EXERCISE OBJECTIVE:
Restate all the entries exactly as they appear, apart from the pictures.

DATA PROVIDED:
Content starts

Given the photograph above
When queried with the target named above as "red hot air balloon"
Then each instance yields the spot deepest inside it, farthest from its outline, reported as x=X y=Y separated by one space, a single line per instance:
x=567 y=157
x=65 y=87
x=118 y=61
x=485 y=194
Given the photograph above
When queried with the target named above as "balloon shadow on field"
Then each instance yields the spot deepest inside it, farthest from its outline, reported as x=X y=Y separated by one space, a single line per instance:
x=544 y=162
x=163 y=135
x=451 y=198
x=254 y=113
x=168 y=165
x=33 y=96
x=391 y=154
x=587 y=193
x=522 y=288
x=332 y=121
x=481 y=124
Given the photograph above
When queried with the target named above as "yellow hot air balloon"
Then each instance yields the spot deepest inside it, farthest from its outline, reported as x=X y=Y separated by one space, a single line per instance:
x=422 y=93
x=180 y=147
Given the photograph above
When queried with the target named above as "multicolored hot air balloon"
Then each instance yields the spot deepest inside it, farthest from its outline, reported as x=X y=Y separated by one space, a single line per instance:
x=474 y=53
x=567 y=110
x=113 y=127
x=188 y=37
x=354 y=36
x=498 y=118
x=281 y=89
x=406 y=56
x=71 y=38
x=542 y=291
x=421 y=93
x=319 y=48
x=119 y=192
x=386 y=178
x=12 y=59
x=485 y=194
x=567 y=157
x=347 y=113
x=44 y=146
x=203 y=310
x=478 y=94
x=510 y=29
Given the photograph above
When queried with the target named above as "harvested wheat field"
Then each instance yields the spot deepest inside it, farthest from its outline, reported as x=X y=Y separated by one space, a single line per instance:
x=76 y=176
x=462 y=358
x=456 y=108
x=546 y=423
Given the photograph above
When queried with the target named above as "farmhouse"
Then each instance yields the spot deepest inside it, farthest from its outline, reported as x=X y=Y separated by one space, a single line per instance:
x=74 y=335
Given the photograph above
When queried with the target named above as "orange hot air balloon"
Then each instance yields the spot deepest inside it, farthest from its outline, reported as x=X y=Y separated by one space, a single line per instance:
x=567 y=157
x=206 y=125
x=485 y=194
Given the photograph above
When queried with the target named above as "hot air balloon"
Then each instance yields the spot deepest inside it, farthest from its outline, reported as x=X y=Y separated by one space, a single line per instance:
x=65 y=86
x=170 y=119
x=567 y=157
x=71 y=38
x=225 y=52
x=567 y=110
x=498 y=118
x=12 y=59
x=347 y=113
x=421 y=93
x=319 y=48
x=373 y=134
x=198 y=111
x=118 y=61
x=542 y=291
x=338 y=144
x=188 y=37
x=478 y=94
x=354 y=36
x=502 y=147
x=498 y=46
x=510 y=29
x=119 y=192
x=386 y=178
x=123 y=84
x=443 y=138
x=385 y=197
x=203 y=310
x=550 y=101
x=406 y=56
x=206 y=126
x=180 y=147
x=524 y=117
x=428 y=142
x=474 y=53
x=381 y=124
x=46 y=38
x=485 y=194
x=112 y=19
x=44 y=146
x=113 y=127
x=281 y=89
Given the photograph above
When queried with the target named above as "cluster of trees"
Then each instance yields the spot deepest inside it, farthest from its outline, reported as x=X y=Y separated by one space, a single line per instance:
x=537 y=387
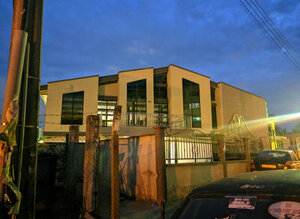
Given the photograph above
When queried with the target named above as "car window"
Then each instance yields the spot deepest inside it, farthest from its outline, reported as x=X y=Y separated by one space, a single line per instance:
x=293 y=155
x=217 y=208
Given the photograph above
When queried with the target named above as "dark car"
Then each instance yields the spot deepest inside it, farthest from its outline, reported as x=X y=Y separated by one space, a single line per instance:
x=264 y=194
x=275 y=159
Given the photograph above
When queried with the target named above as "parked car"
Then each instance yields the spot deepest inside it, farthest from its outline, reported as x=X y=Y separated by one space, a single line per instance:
x=263 y=194
x=275 y=159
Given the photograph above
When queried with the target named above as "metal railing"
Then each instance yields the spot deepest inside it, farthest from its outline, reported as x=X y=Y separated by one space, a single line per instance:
x=188 y=150
x=150 y=120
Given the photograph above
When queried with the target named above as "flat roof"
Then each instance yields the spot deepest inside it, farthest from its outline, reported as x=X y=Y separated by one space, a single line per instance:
x=73 y=79
x=241 y=89
x=109 y=79
x=189 y=70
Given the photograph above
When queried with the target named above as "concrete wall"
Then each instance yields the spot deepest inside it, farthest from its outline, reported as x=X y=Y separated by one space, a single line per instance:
x=138 y=167
x=182 y=179
x=175 y=75
x=54 y=101
x=231 y=101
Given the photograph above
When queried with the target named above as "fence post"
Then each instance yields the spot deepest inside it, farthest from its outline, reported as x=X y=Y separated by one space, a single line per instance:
x=72 y=140
x=114 y=151
x=90 y=159
x=247 y=148
x=160 y=164
x=221 y=144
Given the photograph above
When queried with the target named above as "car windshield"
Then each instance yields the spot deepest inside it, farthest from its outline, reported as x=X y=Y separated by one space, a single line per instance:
x=273 y=155
x=249 y=207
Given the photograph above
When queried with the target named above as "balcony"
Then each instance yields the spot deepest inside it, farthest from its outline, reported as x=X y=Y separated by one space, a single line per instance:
x=151 y=120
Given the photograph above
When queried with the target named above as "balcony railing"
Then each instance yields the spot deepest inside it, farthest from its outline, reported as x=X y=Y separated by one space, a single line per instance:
x=150 y=120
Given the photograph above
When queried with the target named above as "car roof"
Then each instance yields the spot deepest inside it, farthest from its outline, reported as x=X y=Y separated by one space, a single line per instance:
x=281 y=182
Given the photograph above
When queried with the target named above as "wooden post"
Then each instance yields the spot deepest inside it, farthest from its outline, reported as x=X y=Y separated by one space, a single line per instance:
x=247 y=148
x=114 y=151
x=72 y=142
x=90 y=159
x=160 y=164
x=222 y=156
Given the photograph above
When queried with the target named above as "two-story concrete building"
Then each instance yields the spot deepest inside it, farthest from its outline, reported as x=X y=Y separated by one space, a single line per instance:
x=171 y=96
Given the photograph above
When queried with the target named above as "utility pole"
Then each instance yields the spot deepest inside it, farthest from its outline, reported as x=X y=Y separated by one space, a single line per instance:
x=11 y=104
x=26 y=32
x=29 y=166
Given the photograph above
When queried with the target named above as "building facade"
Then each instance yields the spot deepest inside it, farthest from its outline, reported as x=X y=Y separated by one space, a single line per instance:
x=172 y=97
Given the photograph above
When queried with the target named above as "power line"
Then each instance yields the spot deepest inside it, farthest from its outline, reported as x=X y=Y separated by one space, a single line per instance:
x=274 y=30
x=270 y=29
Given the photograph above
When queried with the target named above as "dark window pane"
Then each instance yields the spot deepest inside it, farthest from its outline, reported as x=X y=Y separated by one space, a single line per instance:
x=72 y=108
x=106 y=111
x=136 y=103
x=214 y=116
x=212 y=93
x=191 y=103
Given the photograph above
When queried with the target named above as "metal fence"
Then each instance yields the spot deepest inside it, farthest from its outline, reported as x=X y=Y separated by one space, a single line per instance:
x=234 y=149
x=189 y=150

Content ends

REPLY:
Given the photograph above
When queried with the target named above as "red hot air balloon"
Then each instance yields the spot deepest inside it, farthest from its outline, reported as x=X y=Y separated by one space, a single line per instance:
x=567 y=157
x=65 y=87
x=118 y=61
x=485 y=194
Given the photograph above
When queried with the target named above as "balloon shadow on field"
Then each instance yields the spot deepest inside it, farthest from its outline, reported as x=X y=Y separated by one space, a single line per instance:
x=544 y=162
x=163 y=135
x=451 y=198
x=254 y=113
x=168 y=165
x=33 y=96
x=391 y=154
x=587 y=193
x=522 y=288
x=332 y=121
x=481 y=124
Given the photograph above
When queried with the target named above as "yellow hot air balloon"
Then each instance yields the spot deepest inside it, farthest from its outline, reported as x=X y=Y separated by one space, a single line per instance:
x=422 y=93
x=180 y=147
Given the photograph above
When queried with the target named above as "multicolored hot air balloon"
Then each instance yields the spot deepest inside it, farthest from its outline, reported as x=X y=Y separated by one space, a single line per instance:
x=474 y=53
x=567 y=110
x=113 y=127
x=188 y=37
x=354 y=36
x=498 y=118
x=281 y=89
x=406 y=56
x=71 y=38
x=542 y=291
x=421 y=93
x=319 y=48
x=119 y=192
x=386 y=178
x=12 y=59
x=485 y=194
x=567 y=157
x=347 y=113
x=44 y=146
x=203 y=310
x=478 y=94
x=510 y=29
Given the photograph above
When queried with the target named above as "harvested wheat field"
Then each instance yields the spot deepest inside it, farthest from its outline, reported as x=X y=Y separated by one space, a single line per instance:
x=76 y=176
x=462 y=358
x=456 y=108
x=546 y=423
Given the photograph above
When queried with the target named above as "farmhouse"
Then each instance yields the spot deepest inside it, farthest from its outline, reported as x=X y=Y separated by one space, a single line per instance:
x=74 y=335
Given the photograph above
When queried with the target named above as "orange hot air balloon"
Then each instance yields the spot deepest inside it, farthest from its outline, reported as x=X y=Y separated by one space, a single line per instance:
x=567 y=157
x=206 y=125
x=485 y=194
Given the photograph above
When queried with the target named above as "hot air balloon"
Then each instance yields the spot deepest inside it, farthest from its outline, reported as x=X y=Y separated by one space, a single line per instance:
x=65 y=86
x=170 y=119
x=567 y=157
x=71 y=38
x=225 y=52
x=567 y=110
x=498 y=118
x=12 y=59
x=347 y=113
x=421 y=93
x=319 y=48
x=373 y=134
x=198 y=111
x=118 y=61
x=542 y=291
x=338 y=144
x=188 y=37
x=478 y=94
x=354 y=36
x=502 y=147
x=498 y=46
x=510 y=29
x=119 y=192
x=386 y=178
x=123 y=84
x=443 y=138
x=385 y=197
x=203 y=310
x=550 y=101
x=406 y=56
x=206 y=126
x=180 y=147
x=524 y=117
x=428 y=142
x=474 y=53
x=381 y=124
x=46 y=38
x=485 y=194
x=112 y=19
x=44 y=146
x=113 y=127
x=281 y=89
Given the photograph above
When queried with the target named above as "cluster of trees"
Then each instance yields the spot deepest inside it, farthest from its outline, reported as x=X y=Y separated by one space, a single line per instance:
x=537 y=387
Given the photograph above
When queried with the target named above as "car window"
Then each instance yields the spot deepest inside it, farthest from its outline, reported as x=X y=Y separated by one space, a single line per instance:
x=293 y=155
x=217 y=208
Given the photograph above
When queried with the target named above as "dark car"
Then each instance yields the spot deepest inside it, farthest from its outline, reported as x=X y=Y separated by one space, a single line per instance:
x=264 y=194
x=275 y=159
Given the photograph above
When queried with the target named above as "parked car"
Then each instance yields the spot deepest inside it, farthest from its outline, reported as x=X y=Y separated by one space, a single line per instance:
x=263 y=194
x=275 y=159
Given the photograph above
When queried with the target named above as "metal railing"
Then each instance yields the spot deepest inside it, farthest from its outline, reported as x=X y=Y separated by one space, a single line per instance:
x=188 y=150
x=150 y=120
Given the photograph above
When queried with the target named above as "flat roof"
Then each instance yields the spot deepest inside it, farthest from its outline, reported as x=X y=Y separated by one space, a single line per instance:
x=73 y=79
x=241 y=89
x=109 y=79
x=189 y=70
Given the photograph above
When queried with the target named above as "concrete wall"
Then each instance yields the spot deepest inside it, farthest from its outline, reported as x=X y=Y separated by one space, a single line per instance:
x=138 y=167
x=182 y=179
x=175 y=75
x=54 y=101
x=231 y=101
Given the photograph above
When queried with the target named above as "fence post"
Then each instance yields the spot deepest inside it, farthest from its outline, reported as x=X y=Y separated by one space, a single line per instance:
x=72 y=140
x=114 y=151
x=90 y=159
x=247 y=148
x=160 y=164
x=221 y=144
Given the photograph above
When queried with the target named above as "car windshield"
Then each instance yields the spot deepest inside it, farthest from its outline, reported as x=X y=Y separated by one space, a single line per instance:
x=273 y=155
x=249 y=207
Given the photograph above
When queried with the target named above as "balcony"
Then each instance yields the spot deepest inside it, farthest from its outline, reported as x=X y=Y separated by one space, a single line per instance:
x=151 y=120
Given the photograph above
When queried with the target named above as "balcony railing"
Then each instance yields the spot deepest inside it, farthest from its outline, reported as x=X y=Y separated by one space, a single line per instance:
x=150 y=120
Given the photograph above
When queried with the target named above as "car roof"
Then each instance yields the spot deepest inside it, farthest from its outline, reported as x=X y=Y separated by one space, a single line per instance:
x=281 y=182
Given the photograph above
When queried with the target named above as "wooden post"
Then each instance yields the spot deepest inside it, farthest from its outline, reported as x=X y=Y separated by one space, a single line per instance:
x=247 y=148
x=114 y=151
x=72 y=142
x=90 y=159
x=160 y=164
x=222 y=156
Given the photograph above
When queried with the target named above as "two-story concrete building"
Then each instance yields the spot deepest inside it, farthest from its outline, reported as x=X y=Y separated by one space, a single line per instance:
x=171 y=96
Given the photograph above
When queried with the target named above as "utility pole"
Then each instance yields the spot deepest inside it, farthest from its outline, reported as x=X y=Y separated by one space, a single line per instance:
x=11 y=104
x=26 y=32
x=29 y=166
Given the photograph above
When queried with the target named above as "building facade"
Then each instance yields the spot deepest inside it, farthest from its outline, reported as x=X y=Y separated by one space, a single line per instance:
x=172 y=97
Given the photograph above
When queried with the target named above as "power line"
Then each instance yields the spot deepest inside it, farthest from its outline, reported as x=X y=Y separated by one space, a single line per instance:
x=274 y=30
x=270 y=29
Given the photograph above
When queried with the target named above as "dark window pane"
Then each instance yields the spot deepest inside it, farthest from its outline, reported as x=X y=Y separated by one space, a single line per instance:
x=72 y=108
x=106 y=111
x=136 y=103
x=214 y=116
x=212 y=93
x=191 y=103
Given the photograph above
When queried with the target named above as "metal fence"
Then each instance yields the spot deepest inside it, farthest from its outline, reported as x=X y=Y separated by one space, a single line per instance:
x=234 y=149
x=189 y=150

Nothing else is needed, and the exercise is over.